Consegna: Cita testualmente le righe che seguono, riportando tutte le voci senza alcuna modifica.

[Voci memorizzate del dataset]
____________

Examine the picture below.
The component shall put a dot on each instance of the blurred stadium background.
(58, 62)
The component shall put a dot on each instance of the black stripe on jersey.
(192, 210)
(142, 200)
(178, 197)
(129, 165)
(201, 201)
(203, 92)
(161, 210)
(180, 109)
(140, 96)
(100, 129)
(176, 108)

____________

Risultato atteso:
Examine the picture below.
The component shall put a dot on each instance of the blurred stadium background.
(58, 62)
The component shall put a dot on each instance of the black stripe on jersey.
(192, 210)
(142, 200)
(178, 197)
(129, 165)
(201, 201)
(203, 92)
(161, 210)
(180, 109)
(140, 96)
(100, 129)
(176, 108)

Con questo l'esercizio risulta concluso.